_Dataset records_:
+ + + + + + +

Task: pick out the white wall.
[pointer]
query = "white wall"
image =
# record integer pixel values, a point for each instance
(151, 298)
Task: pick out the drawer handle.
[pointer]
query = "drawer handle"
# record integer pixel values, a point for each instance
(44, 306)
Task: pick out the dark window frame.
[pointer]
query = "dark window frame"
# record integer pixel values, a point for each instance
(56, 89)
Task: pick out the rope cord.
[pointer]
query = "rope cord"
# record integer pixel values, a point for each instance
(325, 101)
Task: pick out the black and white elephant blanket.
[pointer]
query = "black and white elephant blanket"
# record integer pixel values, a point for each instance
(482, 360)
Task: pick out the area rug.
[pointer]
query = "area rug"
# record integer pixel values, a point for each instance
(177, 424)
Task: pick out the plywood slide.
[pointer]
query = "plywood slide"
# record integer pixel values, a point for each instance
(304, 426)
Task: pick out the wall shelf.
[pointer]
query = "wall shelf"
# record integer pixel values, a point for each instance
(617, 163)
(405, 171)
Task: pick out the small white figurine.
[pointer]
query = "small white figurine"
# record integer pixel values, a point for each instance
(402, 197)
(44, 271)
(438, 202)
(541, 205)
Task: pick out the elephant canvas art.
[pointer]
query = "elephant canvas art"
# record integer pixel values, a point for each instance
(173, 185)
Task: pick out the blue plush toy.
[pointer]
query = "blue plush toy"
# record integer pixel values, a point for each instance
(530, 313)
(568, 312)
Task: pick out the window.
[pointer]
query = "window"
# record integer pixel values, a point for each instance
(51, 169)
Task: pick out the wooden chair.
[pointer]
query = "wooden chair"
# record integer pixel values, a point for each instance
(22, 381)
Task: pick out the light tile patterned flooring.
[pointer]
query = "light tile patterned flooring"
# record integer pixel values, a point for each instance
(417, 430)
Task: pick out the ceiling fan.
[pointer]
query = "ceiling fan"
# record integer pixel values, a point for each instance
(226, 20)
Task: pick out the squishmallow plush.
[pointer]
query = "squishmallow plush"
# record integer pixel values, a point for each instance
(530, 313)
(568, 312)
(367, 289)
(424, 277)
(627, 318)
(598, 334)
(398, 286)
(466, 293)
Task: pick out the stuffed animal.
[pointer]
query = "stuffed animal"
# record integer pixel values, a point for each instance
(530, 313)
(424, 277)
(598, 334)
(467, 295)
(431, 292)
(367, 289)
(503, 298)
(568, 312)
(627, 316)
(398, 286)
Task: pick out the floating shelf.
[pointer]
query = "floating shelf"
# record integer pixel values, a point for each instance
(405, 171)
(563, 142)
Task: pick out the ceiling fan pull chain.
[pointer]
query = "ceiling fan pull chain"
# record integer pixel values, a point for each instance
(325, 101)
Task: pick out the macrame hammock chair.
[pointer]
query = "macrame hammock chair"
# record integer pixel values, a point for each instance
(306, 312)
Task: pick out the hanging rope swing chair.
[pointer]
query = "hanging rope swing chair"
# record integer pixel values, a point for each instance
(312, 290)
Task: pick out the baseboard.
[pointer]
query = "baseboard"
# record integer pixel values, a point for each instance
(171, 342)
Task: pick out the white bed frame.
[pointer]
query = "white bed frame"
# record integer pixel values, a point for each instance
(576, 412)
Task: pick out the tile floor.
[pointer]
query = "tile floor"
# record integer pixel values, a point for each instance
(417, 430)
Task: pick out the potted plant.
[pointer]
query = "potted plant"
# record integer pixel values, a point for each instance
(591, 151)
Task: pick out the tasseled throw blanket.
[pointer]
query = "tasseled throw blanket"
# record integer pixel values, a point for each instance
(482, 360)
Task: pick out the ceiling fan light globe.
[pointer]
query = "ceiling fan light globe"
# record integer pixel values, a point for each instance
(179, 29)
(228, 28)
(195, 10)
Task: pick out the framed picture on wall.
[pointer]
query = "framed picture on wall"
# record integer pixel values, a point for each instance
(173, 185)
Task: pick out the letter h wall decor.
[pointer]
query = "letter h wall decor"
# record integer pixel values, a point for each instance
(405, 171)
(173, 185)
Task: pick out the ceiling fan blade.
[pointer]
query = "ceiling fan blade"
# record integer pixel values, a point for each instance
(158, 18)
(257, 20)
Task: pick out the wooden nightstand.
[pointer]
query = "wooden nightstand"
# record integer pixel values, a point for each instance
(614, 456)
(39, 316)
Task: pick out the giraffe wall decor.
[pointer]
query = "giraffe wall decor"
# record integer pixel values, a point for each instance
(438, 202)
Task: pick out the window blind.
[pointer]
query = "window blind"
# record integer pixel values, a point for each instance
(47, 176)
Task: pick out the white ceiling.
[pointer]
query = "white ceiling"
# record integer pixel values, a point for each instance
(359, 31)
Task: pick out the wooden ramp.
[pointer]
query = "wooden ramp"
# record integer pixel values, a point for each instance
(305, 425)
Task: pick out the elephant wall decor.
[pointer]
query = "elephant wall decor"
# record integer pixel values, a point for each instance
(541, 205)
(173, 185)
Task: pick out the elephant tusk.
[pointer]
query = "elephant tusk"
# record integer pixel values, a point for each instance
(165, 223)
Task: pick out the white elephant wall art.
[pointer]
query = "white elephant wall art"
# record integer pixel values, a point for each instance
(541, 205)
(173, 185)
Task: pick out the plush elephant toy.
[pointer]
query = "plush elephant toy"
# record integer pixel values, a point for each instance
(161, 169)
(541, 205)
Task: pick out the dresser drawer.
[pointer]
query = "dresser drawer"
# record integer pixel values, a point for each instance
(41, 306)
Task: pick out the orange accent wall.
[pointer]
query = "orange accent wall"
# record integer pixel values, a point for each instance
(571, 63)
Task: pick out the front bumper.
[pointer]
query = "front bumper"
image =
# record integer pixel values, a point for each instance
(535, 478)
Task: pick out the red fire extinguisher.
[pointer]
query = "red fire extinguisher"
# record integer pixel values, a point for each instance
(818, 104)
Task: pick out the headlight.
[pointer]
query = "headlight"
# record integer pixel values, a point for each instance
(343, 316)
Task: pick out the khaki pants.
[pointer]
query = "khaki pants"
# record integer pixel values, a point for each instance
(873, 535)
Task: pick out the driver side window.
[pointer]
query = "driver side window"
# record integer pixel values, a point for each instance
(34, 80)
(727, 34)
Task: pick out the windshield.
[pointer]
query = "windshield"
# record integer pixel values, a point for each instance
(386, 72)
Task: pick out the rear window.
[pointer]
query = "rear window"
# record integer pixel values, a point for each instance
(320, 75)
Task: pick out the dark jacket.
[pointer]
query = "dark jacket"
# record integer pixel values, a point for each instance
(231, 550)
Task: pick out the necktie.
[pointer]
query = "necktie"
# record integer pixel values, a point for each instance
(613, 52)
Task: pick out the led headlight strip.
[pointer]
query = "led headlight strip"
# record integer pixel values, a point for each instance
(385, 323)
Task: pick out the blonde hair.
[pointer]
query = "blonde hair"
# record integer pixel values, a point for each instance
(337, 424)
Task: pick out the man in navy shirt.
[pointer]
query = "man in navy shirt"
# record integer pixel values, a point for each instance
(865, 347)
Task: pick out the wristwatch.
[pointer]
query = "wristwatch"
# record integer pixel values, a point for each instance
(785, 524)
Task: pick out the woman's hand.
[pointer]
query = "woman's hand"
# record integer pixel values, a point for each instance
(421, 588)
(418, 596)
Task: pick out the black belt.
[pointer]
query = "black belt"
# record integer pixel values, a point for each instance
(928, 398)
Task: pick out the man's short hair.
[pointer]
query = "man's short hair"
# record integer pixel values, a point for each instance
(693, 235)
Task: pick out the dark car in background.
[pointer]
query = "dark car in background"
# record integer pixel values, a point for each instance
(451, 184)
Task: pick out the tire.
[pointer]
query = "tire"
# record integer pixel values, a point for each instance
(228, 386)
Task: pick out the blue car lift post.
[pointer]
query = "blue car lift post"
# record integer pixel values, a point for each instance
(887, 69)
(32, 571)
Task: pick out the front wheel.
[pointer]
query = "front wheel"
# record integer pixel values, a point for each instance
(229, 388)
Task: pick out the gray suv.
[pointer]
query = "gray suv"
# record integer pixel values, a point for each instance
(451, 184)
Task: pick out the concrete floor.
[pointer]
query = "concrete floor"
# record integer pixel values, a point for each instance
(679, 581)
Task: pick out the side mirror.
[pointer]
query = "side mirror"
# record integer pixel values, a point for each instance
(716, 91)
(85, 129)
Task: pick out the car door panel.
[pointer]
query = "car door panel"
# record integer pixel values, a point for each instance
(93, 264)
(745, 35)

+ + + + + + +

_Task details_:
Would you copy all lines in the records where the string "drawer" appears?

_Answer for the task_:
Task: pick out the drawer handle.
query = "drawer handle"
Task: pick out the dresser drawer.
query = "dresser drawer"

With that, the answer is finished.